_WHAT TO WORK ON:_
a - Copy word for word the passage of the court opinion that begins with the words containing "A jogger found" and ends with "at about midnight.".
b - Write the next part of the court opinion on the Memro murder appeal, picking up after its last sentence.

_TEXT PROVIDED:_
__________________________________________________

In People v. Memro (1985) 38 Cal.3d 658, 214 Cal.Rptr. 832, 700 P.2d 446 (Memro I), we reversed a judgment imposing a death sentence [11 Cal.4th 811] under the 1977 death penalty statute. The district attorney filed a new information in Los Angeles County Superior Court on May 13, 1986, charging defendant with the murders of Scott Fowler and Ralph Chavez, Jr., in July 1976, and of Carl Carter, Jr., in October 1978. The information also contained a multiple-murder special-circumstance allegation.

A jury heard the evidence and found defendant guilty of the first degree murders of Carter and Chavez and of the second degree murder of Fowler. It found the special circumstance true. After a penalty trial, it returned a verdict of death and judgment was entered accordingly. This appeal proceeds automatically.

For reasons that will appear, we affirm the judgment.


A jogger found the bodies of Scott Fowler and Ralph Chavez, Jr., sprawled 178 feet apart near a pond in John Anson Ford Park in Bell Gardens early on the morning of July 26, 1976. Fowler was 12 years old, Chavez 10. Each victim's throat had been cut with a sharp instrument. Witnesses testified that the boys had been fishing for hours the day before, staying well into the evening. They were placing their catch in a plastic gallon-size milk jug with the top excised so as to keep the handle intact. The police found the jug nearby, along with bologna wrappers, which were evidence of the boys' picnic. A trail of blood suggested that Chavez had tried to run after the attack. The medical examiner fixed the time of death at about midnight.

__________________________________________________

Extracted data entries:
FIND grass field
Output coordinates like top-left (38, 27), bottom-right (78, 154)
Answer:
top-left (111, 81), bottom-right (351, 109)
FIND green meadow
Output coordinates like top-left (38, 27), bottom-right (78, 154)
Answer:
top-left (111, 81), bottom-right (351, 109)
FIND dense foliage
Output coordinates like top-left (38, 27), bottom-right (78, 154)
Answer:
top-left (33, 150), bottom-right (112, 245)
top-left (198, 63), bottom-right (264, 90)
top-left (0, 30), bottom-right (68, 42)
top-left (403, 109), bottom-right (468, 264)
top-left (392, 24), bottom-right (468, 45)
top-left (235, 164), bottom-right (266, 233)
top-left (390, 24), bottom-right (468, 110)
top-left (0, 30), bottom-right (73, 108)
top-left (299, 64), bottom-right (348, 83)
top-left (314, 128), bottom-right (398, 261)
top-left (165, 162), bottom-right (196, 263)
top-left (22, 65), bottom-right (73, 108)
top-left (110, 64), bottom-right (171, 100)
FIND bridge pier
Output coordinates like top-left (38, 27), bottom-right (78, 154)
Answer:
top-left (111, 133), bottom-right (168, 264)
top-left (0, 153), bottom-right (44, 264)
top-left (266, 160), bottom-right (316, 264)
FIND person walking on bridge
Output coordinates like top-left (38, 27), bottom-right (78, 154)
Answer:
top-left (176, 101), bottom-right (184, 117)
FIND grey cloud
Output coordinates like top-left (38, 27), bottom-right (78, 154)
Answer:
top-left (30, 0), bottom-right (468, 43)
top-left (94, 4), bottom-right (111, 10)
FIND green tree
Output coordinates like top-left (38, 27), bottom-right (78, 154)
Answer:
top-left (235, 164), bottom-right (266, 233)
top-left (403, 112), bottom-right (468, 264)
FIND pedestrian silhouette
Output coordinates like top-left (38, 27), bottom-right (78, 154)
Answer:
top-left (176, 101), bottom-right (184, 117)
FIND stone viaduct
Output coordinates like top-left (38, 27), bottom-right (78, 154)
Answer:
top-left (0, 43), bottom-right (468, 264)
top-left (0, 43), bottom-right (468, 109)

__________________________________________________

_EXPECTED RESULTS:_
a -
A jogger found the bodies of Scott Fowler and Ralph Chavez, Jr., sprawled 178 feet apart near a pond in John Anson Ford Park in Bell Gardens early on the morning of July 26, 1976. Fowler was 12 years old, Chavez 10. Each victim's throat had been cut with a sharp instrument. Witnesses testified that the boys had been fishing for hours the day before, staying well into the evening. They were placing their catch in a plastic gallon-size milk jug with the top excised so as to keep the handle intact. The police found the jug nearby, along with bologna wrappers, which were evidence of the boys' picnic. A trail of blood suggested that Chavez had tried to run after the attack. The medical examiner fixed the time of death at about midnight.

b -
Carl Carter, Jr., was reported missing in South Gate on October 22, 1978. He was seven years old. His body was found some five days later amidst dense scrub alongside a road. He had been strangled to death--a cord was still bound around his neck. An enzyme found in his anal area suggested an attempt at sodomy.

I. Guilt Phase
A. The Prosecution's Case

The prosecution's case was based almost entirely on defendant's confession, which he gave during the last of three interrogations at the South Gate city jail.

The police became aware of defendant when they were interviewing individuals who might have information regarding Carter's whereabouts. [11 Cal.4th 812] They went to his apartment, and he introduced himself by saying, in the words of Officer William Sims, " 'I knew you were coming.... I['ve] been in Atascadero [State Prison] ....' " At the time, there was wide awareness in South Gate that Carter was missing.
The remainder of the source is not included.